- Passage provided
####
Recent studies have demonstrated that magnetic-resonance spectroscopic imaging (MRSI) of the prostate may effectively distinguish between regions of cancer and normal prostatic epithelium. This diagnostic imaging tool takes advantage of the increased choline plus creatine versus citrate ratio found in malignant compared to normal prostate tissue. The purpose of this study is to describe a novel brachytherapy treatment-planning optimization module using an integer programming technique that will utilize biologic-based optimization. A method is described that registers MRSI to intraoperative-obtained ultrasound images and incorporates this information into a treatment-planning system to achieve dose escalation to intraprostatic tumor deposits.


MRSI was obtained for a patient with Gleason 7 clinically localized prostate cancer. The ratios of choline plus creatine to citrate for the prostate were analyzed, and regions of high risk for malignant cells were identified. The ratios representing peaks on the MR spectrum were calculated on a spatial grid covering the prostate tissue. A procedure for mapping points of interest from the MRSI to the ultrasound images is described. An integer-programming technique is described as an optimization module to determine optimal seed distribution for permanent interstitial implantation. MRSI data are incorporated into the treatment-planning system to test the feasibility of dose escalation to positive voxels with relative sparing of surrounding normal tissues. The resultant tumor control probability (TCP) is estimated and compared to TCP for standard brachytherapy-planned implantation.
####
- Records shown
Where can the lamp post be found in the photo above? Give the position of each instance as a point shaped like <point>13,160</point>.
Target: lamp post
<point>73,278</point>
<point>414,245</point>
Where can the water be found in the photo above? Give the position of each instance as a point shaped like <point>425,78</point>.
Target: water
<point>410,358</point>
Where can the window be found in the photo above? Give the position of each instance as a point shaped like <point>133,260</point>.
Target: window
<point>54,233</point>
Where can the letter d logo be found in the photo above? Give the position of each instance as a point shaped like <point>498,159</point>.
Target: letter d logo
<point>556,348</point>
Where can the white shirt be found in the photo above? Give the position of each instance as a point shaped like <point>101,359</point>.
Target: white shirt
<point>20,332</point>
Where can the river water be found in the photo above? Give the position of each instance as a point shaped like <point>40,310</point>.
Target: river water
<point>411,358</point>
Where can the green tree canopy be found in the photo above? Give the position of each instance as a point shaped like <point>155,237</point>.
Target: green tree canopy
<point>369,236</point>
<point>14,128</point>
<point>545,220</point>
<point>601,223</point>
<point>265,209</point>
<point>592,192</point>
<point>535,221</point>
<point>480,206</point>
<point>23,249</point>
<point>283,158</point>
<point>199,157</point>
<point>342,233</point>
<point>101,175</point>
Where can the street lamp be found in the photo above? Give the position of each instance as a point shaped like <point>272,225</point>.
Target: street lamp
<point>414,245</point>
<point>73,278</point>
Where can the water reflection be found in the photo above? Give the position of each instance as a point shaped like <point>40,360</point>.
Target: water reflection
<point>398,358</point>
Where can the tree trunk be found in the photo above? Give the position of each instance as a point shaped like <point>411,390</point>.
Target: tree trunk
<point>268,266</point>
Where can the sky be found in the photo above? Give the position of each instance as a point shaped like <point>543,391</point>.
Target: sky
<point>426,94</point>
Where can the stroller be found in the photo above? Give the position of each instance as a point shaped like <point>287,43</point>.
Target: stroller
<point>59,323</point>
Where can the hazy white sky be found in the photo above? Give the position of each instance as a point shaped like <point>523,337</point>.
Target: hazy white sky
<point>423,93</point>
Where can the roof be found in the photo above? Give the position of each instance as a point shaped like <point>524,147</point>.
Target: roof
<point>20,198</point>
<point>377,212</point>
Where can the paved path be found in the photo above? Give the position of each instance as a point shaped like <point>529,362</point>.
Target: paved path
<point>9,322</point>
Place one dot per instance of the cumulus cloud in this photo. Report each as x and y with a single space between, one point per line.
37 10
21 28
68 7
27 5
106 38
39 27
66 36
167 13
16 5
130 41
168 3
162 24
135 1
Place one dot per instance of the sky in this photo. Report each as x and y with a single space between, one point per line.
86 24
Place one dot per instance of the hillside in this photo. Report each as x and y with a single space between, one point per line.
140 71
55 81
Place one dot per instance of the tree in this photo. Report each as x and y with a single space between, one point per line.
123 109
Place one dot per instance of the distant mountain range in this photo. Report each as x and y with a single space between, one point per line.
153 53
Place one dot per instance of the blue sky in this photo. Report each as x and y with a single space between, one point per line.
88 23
####
- Exercises
1. Answer from the prostate imaging passage:
(a) Which ratio, raised in malignant prostate tissue, does MRSI take advantage of?
(b) What Gleason score did the patient's prostate cancer have?
(c) Against what is the resultant tumor control probability compared?
2. Carry the prostate imaging passage forward, beginning after its final sentence.
Nothing in the material affects what is asked here.

- Replies
1.
(a) The ratio of choline plus creatine to citrate.
(b) Gleason 7.
(c) The tumor control probability for standard brachytherapy-planned implantation.

2.
The proposed brachytherapy treatment-planning system is able to achieve a minimum dose of 120% of the 144 Gy prescription to the MRS positive voxels using (125)I seeds. The preset dose bounds of 100-150% to the prostate and 100-120% to the urethra were maintained. When compared to a standard plan without MRS-guided optimization, the estimated TCP for the MRS-optimized plan is superior. The enhanced TCP was more pronounced for smaller volumes of intraprostatic tumor deposits compared to estimated TCP values for larger lesions.


Using this brachytherapy-optimization system, we could demonstrate the feasibility of MRS-optimized dose distributions for (125)I permanent prostate implants. Based on probability estimates of anticipated improved TCP, this approach may have an impact on the ability to safely escalate dose and potentially improve outcome for patients with organ-confined but aggressive prostatic cancers. The magnitude of the TCP enhancement, and therefore the risks of ignoring the MR data, appear to be more substantial when the tumor is well localized; however, the gain achievable in TCP may depend quite considerably on the MRS tumor-detection efficiency.